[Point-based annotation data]

★ ★ ★ ★ ★ ★ ★

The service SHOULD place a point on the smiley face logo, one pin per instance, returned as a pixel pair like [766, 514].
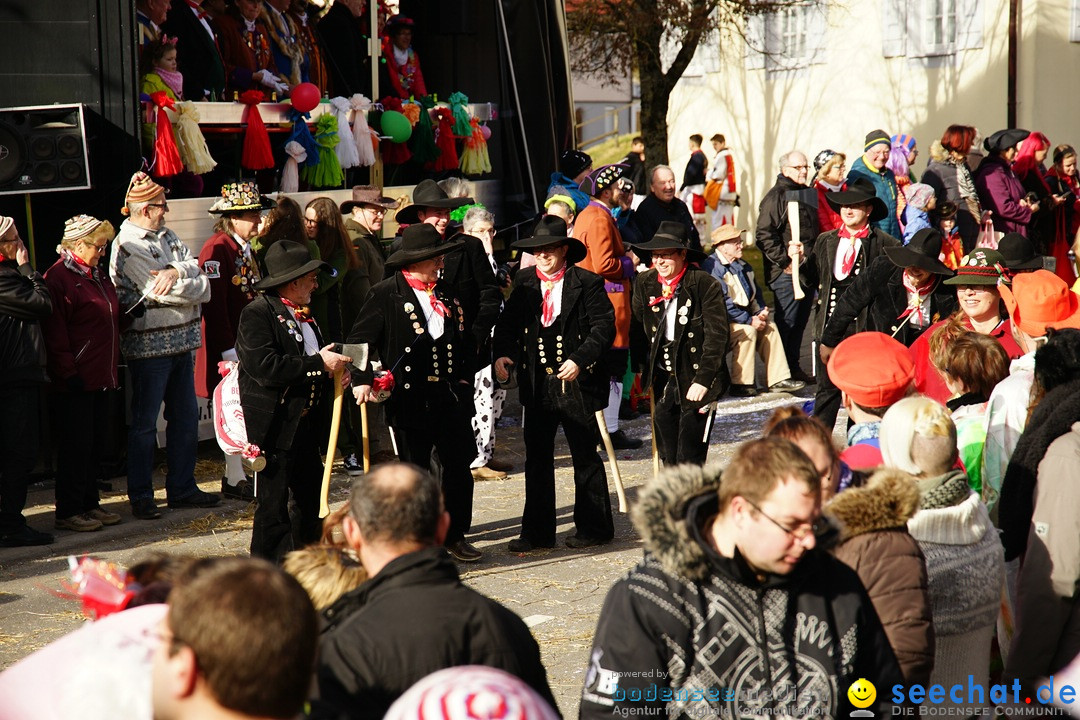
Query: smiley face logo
[862, 693]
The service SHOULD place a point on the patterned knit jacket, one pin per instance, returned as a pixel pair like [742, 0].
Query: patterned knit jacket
[966, 568]
[171, 323]
[691, 634]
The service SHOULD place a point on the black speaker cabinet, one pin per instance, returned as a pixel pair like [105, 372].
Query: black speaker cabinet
[43, 149]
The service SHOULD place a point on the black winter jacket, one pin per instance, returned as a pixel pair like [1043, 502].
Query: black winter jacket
[773, 232]
[24, 302]
[690, 634]
[410, 620]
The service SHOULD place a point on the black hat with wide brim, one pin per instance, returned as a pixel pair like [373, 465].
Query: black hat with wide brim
[551, 230]
[858, 192]
[921, 252]
[428, 194]
[285, 261]
[671, 235]
[1018, 253]
[419, 243]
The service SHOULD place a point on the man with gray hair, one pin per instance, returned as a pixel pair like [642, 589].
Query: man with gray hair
[773, 235]
[661, 204]
[162, 287]
[392, 630]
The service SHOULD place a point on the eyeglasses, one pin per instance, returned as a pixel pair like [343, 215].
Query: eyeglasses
[800, 532]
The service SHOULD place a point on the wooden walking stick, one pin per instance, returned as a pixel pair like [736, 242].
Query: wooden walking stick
[324, 496]
[652, 422]
[615, 463]
[363, 435]
[793, 221]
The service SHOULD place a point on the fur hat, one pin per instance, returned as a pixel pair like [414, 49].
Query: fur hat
[874, 369]
[142, 189]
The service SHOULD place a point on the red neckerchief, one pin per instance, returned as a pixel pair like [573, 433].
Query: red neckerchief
[548, 315]
[849, 258]
[667, 287]
[302, 313]
[920, 294]
[85, 267]
[436, 304]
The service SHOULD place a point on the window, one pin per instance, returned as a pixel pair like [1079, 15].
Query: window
[792, 37]
[927, 28]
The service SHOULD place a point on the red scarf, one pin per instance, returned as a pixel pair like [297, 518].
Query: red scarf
[849, 258]
[436, 304]
[302, 312]
[920, 294]
[667, 287]
[548, 314]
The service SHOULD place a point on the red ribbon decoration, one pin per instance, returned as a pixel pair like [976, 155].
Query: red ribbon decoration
[166, 155]
[256, 153]
[667, 287]
[548, 315]
[436, 304]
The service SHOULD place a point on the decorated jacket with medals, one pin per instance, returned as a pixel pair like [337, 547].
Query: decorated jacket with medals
[700, 338]
[582, 331]
[428, 372]
[232, 275]
[279, 381]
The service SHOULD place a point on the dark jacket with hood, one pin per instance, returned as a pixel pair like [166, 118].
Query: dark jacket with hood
[690, 634]
[875, 543]
[410, 620]
[24, 303]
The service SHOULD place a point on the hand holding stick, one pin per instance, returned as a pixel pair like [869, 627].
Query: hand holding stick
[793, 221]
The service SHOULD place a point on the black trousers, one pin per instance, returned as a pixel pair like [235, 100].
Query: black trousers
[449, 433]
[79, 421]
[679, 430]
[19, 435]
[592, 503]
[298, 470]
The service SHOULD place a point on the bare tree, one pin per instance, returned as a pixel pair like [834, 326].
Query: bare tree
[609, 37]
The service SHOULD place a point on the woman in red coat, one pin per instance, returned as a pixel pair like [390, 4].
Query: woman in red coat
[229, 263]
[82, 341]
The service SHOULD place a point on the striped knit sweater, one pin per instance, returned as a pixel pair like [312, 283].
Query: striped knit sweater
[171, 323]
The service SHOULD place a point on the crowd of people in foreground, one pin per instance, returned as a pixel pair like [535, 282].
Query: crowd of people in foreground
[944, 525]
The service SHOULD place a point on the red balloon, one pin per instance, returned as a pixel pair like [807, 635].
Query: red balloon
[306, 97]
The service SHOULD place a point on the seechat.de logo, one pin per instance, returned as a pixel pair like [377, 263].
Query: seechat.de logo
[862, 693]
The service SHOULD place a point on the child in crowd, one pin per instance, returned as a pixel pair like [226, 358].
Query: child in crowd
[952, 245]
[920, 201]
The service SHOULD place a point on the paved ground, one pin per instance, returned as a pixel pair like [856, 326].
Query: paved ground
[557, 592]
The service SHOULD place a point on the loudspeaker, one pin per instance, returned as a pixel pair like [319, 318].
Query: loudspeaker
[43, 149]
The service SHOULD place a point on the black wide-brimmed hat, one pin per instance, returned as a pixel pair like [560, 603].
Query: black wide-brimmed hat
[859, 191]
[671, 235]
[551, 230]
[1003, 139]
[419, 243]
[286, 261]
[922, 250]
[1018, 253]
[428, 194]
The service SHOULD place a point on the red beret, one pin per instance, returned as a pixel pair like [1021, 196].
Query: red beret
[874, 369]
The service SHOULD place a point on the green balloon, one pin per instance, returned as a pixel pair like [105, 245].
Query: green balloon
[396, 126]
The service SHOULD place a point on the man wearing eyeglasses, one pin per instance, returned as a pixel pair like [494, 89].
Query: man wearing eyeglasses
[162, 287]
[774, 238]
[734, 610]
[872, 165]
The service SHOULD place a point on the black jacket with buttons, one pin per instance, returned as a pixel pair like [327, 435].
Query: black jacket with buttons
[278, 380]
[701, 331]
[584, 325]
[880, 293]
[429, 375]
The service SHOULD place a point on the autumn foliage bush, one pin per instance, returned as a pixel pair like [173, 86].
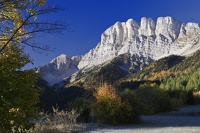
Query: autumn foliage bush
[110, 108]
[153, 98]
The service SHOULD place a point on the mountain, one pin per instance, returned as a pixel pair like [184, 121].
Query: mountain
[142, 43]
[59, 68]
[147, 39]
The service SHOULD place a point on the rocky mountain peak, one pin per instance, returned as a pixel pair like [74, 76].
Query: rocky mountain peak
[146, 40]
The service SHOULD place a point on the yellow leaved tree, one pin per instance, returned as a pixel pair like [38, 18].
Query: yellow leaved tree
[19, 26]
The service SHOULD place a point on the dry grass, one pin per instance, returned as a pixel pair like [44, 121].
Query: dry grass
[57, 122]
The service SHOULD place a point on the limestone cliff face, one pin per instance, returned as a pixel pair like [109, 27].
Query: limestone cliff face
[147, 39]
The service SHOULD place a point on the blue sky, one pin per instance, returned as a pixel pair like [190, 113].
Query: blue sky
[88, 19]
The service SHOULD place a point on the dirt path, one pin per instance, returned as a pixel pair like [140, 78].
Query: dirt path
[186, 120]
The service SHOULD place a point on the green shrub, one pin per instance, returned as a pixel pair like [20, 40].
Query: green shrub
[153, 99]
[111, 109]
[82, 105]
[130, 99]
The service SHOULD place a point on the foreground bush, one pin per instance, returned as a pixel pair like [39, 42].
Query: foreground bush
[153, 98]
[131, 100]
[57, 122]
[110, 109]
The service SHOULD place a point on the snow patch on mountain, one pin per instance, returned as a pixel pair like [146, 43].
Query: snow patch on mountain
[147, 39]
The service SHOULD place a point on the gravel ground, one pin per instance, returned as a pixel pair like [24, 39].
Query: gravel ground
[186, 120]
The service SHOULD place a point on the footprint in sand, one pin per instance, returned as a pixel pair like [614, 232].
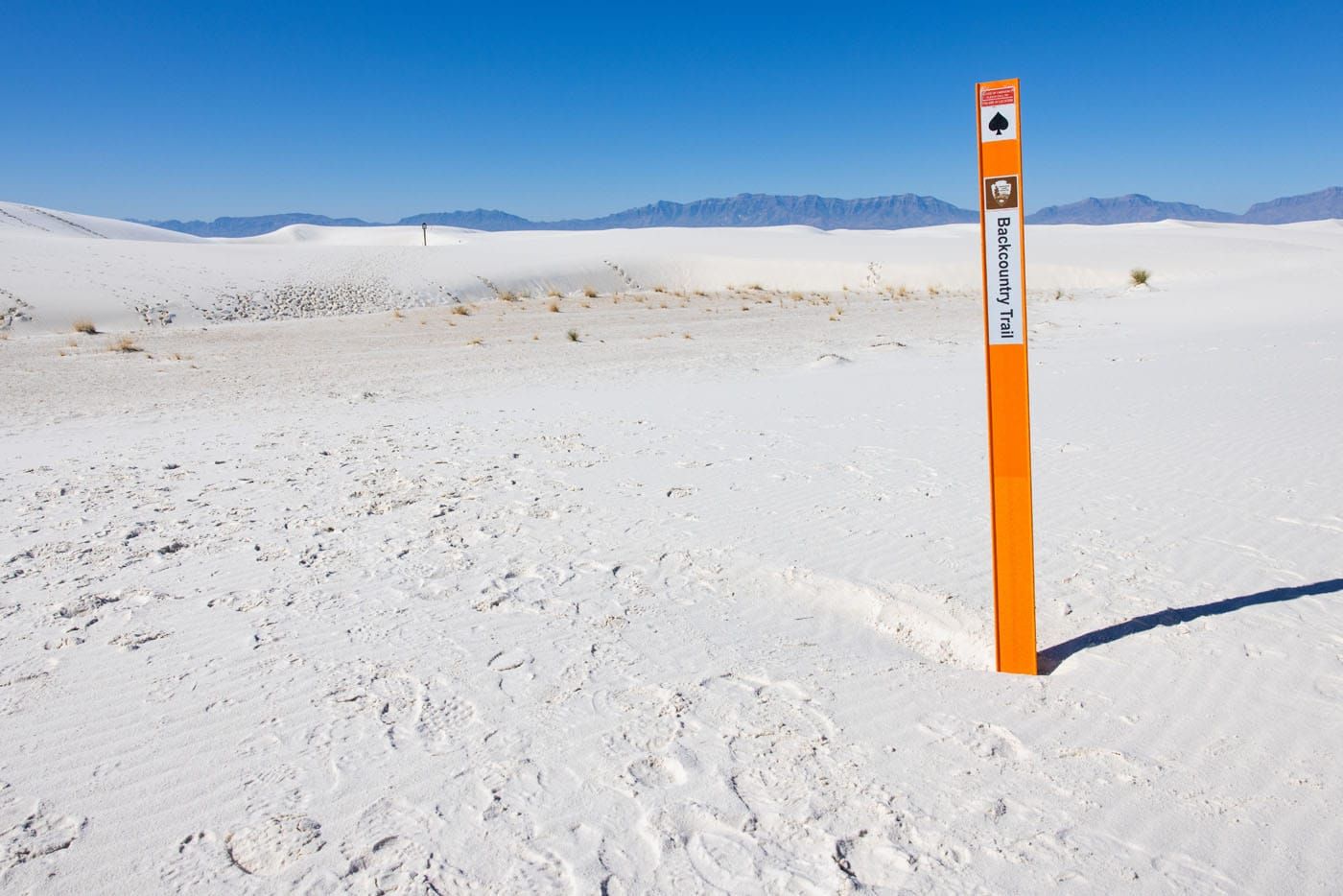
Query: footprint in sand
[272, 844]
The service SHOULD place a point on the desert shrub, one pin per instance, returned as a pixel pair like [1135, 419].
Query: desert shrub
[125, 344]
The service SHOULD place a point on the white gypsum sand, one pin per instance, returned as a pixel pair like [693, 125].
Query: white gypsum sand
[695, 602]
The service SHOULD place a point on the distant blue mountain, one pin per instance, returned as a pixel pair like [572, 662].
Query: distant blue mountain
[1124, 210]
[766, 210]
[251, 225]
[1319, 205]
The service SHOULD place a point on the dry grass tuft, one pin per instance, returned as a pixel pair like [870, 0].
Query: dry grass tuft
[125, 344]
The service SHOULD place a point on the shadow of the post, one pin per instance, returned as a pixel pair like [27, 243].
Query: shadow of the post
[1051, 657]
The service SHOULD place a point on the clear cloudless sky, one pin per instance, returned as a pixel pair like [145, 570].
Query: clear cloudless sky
[548, 110]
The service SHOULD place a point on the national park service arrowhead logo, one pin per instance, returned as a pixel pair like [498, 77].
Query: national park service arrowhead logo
[1001, 192]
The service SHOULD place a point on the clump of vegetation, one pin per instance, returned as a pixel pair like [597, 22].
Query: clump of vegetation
[125, 344]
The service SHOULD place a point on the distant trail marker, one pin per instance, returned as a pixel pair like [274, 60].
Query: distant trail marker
[1002, 231]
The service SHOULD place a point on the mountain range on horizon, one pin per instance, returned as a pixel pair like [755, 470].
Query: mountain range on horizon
[823, 212]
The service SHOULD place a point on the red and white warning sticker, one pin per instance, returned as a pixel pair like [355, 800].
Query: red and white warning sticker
[997, 114]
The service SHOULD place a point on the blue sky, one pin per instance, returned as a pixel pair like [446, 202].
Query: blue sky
[553, 110]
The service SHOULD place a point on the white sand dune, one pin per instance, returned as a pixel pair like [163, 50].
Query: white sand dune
[700, 602]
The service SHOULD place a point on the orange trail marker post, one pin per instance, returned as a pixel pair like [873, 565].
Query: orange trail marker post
[1002, 231]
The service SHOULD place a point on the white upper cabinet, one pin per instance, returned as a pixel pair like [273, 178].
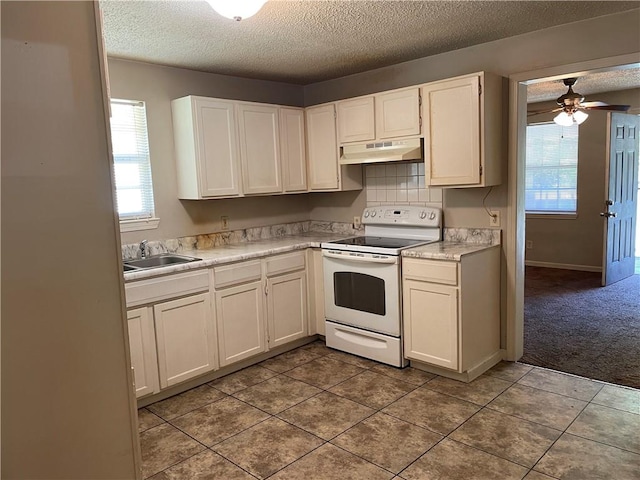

★ ★ ★ ★ ★ ★ ★

How many lines in the records above contain the string "medals", counting only matches in the same case? Reply with the number alone.

Written answer
2